■ Document passage
┌──
20/06/2017 4:34:47 PM | Melinda Cousins

A few years ago I had a disagreement with a politician about words. He was using a phrase that was understood in the popular media as a kind of ‘slogan’ with a particular emphasis. I made an assumption about what he meant by using this phrase; he assured me that he had a more nuanced perspective to communicate.

The key to our disagreement was that he then said it was my responsibility to understand what he intended to communicate and it was my problem if I didn’t get what he meant. Conversely, I suggested that it was his responsibility to understand how I would hear what he was saying and to use words to ensure that I would receive his intention. In the end we had to agree to disagree but it is a conversation I have often thought about since. 

Does the onus lie on the speaker or the hearer to make sure communication is clearly understood? And what does that have to do with hospitality? 

Missiology 101 tells me that as someone who has a good message to proclaim, the onus is on me to make sure that my words are being heard and understood by those I am seeking to communicate with, rather than expecting or assuming that they will know what I intend. We call it ‘contextualisation’. To me, this is a form of hospitality. I invite someone into the conversation in a way that is welcoming when I focus not so much on what I want to say but on what they will hear.
└──
■ Extracted records
┌──
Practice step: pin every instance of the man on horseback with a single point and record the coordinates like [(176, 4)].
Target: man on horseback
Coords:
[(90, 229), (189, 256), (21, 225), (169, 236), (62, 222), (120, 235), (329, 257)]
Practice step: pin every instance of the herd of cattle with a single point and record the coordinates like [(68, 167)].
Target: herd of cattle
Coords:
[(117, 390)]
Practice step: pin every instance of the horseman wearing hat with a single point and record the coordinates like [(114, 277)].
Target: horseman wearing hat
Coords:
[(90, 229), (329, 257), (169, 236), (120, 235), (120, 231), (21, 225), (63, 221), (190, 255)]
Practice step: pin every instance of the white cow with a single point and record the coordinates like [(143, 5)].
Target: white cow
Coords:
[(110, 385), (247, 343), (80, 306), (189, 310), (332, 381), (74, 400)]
└──
Return the passage on communication and hospitality in full, word for word.

20/06/2017 4:34:47 PM | Melinda Cousins

A few years ago I had a disagreement with a politician about words. He was using a phrase that was understood in the popular media as a kind of ‘slogan’ with a particular emphasis. I made an assumption about what he meant by using this phrase; he assured me that he had a more nuanced perspective to communicate.

The key to our disagreement was that he then said it was my responsibility to understand what he intended to communicate and it was my problem if I didn’t get what he meant. Conversely, I suggested that it was his responsibility to understand how I would hear what he was saying and to use words to ensure that I would receive his intention. In the end we had to agree to disagree but it is a conversation I have often thought about since. 

Does the onus lie on the speaker or the hearer to make sure communication is clearly understood? And what does that have to do with hospitality? 

Missiology 101 tells me that as someone who has a good message to proclaim, the onus is on me to make sure that my words are being heard and understood by those I am seeking to communicate with, rather than expecting or assuming that they will know what I intend. We call it ‘contextualisation’. To me, this is a form of hospitality. I invite someone into the conversation in a way that is welcoming when I focus not so much on what I want to say but on what they will hear.